--- start of PROVIDED RECORDS ---

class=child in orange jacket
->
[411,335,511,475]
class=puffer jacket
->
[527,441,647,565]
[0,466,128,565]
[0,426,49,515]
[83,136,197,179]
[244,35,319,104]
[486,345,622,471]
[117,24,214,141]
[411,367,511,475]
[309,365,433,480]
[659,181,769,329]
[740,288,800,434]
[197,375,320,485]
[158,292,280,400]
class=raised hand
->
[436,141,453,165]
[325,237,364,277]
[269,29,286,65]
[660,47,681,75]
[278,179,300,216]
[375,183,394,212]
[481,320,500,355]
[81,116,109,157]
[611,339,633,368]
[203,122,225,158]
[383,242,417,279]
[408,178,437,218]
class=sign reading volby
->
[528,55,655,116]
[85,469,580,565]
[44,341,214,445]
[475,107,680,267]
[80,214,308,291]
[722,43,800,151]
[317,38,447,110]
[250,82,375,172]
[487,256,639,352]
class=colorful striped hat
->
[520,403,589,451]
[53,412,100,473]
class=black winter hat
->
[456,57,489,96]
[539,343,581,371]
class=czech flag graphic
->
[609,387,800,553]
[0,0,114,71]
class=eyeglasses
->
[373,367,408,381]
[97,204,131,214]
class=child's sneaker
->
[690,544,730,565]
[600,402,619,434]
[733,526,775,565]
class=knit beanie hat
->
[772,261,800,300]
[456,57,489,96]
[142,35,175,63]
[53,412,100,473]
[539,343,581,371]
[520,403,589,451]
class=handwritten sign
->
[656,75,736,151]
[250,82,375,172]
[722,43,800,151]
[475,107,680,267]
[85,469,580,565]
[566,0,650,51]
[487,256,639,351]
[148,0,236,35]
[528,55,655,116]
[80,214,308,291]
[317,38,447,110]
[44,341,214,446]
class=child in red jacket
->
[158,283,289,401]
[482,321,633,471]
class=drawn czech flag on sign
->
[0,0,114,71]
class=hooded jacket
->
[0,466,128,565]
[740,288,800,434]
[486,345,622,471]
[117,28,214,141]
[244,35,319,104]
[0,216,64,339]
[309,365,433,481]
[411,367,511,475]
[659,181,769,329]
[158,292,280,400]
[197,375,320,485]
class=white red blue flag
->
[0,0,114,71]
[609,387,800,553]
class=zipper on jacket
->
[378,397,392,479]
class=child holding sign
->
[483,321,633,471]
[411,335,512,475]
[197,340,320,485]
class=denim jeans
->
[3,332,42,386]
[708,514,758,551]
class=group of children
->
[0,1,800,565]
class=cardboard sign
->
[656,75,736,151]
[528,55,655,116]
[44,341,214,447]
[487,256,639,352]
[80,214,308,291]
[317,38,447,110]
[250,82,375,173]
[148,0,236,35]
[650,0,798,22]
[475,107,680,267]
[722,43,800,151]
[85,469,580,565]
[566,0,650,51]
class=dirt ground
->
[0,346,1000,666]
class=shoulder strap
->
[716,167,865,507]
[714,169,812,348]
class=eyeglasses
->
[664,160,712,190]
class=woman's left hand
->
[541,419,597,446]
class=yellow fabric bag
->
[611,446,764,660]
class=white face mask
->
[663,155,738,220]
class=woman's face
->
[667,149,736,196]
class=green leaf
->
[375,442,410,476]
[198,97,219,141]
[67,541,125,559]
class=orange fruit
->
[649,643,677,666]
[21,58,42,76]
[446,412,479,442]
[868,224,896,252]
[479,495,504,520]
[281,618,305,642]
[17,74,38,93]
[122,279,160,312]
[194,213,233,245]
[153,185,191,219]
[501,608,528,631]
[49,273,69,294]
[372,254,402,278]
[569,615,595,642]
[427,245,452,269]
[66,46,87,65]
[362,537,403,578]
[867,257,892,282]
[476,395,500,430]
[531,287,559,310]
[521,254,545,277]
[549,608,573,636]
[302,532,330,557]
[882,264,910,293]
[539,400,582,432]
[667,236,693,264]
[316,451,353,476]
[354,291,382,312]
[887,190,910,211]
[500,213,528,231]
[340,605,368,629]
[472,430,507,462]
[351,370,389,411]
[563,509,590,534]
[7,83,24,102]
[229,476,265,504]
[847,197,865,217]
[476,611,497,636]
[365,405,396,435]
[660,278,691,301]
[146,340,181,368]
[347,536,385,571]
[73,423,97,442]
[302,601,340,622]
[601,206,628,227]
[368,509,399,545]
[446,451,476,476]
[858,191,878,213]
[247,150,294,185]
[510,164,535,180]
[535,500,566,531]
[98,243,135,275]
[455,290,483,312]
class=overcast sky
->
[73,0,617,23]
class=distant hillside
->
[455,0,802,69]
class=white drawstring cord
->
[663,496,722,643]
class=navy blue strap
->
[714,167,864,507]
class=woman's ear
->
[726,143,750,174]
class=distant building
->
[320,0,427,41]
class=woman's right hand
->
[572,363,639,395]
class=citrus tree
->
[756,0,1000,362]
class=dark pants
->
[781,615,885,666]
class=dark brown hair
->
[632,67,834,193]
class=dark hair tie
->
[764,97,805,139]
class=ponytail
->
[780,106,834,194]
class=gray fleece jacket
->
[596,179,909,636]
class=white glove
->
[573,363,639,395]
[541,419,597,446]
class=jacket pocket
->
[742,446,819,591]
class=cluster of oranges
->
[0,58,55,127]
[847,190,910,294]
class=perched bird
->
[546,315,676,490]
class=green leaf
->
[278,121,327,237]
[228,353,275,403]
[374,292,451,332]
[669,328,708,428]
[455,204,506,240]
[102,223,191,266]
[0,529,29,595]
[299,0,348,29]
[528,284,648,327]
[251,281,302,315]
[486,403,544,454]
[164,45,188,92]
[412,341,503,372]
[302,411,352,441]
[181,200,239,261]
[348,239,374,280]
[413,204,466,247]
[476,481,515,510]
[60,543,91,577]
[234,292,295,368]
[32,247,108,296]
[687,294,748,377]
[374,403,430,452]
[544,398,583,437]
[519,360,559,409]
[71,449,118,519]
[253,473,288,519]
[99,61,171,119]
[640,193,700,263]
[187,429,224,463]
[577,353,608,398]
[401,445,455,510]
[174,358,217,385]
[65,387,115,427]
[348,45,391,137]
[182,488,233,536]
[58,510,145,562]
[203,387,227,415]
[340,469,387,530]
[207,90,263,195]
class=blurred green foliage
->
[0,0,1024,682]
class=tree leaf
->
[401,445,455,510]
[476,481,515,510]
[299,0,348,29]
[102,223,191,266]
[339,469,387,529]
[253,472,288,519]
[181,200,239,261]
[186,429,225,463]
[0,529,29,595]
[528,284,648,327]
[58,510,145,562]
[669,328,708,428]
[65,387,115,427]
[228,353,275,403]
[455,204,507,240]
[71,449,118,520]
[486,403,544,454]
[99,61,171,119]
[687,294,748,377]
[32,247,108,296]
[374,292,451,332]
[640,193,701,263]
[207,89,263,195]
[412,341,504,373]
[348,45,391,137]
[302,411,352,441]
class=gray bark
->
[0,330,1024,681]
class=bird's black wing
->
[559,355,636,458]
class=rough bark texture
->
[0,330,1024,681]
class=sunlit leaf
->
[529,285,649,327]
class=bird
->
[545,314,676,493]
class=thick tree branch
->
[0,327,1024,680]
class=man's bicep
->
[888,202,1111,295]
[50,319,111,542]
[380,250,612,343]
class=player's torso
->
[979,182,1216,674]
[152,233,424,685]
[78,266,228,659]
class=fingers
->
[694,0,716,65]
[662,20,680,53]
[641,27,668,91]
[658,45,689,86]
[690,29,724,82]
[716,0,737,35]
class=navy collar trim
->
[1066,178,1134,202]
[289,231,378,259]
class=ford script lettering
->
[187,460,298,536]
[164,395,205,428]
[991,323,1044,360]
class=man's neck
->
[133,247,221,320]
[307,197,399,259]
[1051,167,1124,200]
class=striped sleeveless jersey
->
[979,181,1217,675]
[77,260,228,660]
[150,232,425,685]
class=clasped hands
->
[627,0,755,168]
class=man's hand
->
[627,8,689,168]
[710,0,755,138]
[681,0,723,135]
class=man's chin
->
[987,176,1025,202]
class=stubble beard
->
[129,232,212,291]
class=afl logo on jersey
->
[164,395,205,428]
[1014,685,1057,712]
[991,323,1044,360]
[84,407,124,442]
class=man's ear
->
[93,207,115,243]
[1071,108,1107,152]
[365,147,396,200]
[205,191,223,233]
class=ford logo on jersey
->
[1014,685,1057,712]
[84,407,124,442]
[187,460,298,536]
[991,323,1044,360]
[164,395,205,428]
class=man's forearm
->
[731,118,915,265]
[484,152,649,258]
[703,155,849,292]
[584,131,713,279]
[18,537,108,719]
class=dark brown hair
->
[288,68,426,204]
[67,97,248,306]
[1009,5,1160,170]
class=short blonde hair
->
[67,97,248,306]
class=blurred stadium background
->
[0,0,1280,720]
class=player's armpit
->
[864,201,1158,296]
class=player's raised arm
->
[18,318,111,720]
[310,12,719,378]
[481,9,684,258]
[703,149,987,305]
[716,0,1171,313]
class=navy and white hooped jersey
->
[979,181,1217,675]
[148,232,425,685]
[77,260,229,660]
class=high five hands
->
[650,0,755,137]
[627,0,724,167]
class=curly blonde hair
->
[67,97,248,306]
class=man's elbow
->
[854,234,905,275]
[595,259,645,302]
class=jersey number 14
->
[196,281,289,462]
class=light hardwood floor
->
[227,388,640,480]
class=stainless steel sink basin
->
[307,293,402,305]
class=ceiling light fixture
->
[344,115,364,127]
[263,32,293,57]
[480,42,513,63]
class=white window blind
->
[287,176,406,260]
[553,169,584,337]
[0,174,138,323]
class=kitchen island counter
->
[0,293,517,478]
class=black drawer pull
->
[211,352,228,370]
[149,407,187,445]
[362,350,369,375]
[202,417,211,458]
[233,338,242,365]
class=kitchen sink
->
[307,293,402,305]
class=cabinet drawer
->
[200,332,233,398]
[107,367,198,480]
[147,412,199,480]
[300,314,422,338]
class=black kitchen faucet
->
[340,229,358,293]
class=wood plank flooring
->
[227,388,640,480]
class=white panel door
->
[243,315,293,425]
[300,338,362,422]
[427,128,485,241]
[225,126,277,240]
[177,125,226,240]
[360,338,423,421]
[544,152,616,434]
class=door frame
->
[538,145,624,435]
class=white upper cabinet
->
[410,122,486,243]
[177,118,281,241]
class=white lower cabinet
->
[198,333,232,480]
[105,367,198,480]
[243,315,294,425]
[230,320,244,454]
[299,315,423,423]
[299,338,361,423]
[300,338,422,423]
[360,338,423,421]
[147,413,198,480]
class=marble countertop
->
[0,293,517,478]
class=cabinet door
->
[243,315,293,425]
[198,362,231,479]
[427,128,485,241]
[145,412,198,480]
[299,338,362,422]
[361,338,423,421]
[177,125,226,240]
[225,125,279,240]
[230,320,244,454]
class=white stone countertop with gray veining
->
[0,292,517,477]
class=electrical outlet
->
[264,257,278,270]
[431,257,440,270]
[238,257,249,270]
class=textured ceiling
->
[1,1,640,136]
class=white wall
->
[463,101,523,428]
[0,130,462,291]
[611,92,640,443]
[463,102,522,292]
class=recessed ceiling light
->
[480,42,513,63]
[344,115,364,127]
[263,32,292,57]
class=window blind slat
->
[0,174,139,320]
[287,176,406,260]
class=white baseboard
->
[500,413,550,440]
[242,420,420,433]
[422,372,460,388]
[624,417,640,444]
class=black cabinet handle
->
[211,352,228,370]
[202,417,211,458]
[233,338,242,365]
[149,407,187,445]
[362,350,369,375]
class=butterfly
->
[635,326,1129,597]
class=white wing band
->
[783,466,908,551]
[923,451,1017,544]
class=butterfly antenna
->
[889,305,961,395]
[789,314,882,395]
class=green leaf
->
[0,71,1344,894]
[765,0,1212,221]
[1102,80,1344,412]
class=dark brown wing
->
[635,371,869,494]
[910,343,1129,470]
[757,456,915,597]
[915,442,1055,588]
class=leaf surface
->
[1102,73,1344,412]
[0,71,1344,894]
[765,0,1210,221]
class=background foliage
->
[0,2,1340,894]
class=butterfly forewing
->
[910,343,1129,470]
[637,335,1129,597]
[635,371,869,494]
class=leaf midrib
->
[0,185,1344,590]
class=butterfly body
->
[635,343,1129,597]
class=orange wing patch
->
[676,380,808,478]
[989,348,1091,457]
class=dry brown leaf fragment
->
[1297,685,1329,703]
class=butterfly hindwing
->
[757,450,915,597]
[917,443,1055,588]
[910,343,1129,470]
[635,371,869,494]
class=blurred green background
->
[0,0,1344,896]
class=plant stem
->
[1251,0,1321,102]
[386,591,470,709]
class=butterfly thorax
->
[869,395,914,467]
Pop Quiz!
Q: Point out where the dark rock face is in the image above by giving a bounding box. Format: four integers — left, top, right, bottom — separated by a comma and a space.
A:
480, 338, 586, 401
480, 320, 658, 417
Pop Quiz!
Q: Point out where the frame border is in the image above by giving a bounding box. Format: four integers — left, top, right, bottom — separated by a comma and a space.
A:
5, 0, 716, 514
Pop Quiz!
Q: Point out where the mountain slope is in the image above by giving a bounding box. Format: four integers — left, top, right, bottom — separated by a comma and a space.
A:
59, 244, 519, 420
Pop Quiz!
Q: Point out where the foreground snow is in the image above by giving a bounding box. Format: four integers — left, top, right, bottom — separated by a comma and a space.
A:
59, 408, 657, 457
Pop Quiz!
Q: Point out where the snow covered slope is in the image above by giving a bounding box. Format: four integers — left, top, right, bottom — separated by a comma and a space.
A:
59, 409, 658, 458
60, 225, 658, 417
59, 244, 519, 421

--- end of PROVIDED RECORDS ---

▶ _WHAT YOU NEED TO DO_
Change "jacket" to "coat" in the lines starting at the one containing "class=distant building" and ending at the one containing "[546,315,676,490]", and give only those lines with nothing else altered.

▶ _FINAL ANSWER_
class=distant building
->
[320,0,427,41]
class=woman's right hand
->
[572,363,639,395]
class=citrus tree
->
[756,0,1000,362]
class=dark pants
->
[781,615,885,666]
class=dark brown hair
->
[632,67,834,193]
class=dark hair tie
->
[764,97,805,139]
class=ponytail
->
[780,106,834,194]
class=gray fleece coat
->
[596,179,909,636]
class=white glove
->
[573,363,639,395]
[541,419,597,446]
class=coat pocket
->
[742,446,819,591]
class=cluster of oranges
->
[0,58,55,127]
[847,190,910,294]
class=perched bird
->
[546,315,676,490]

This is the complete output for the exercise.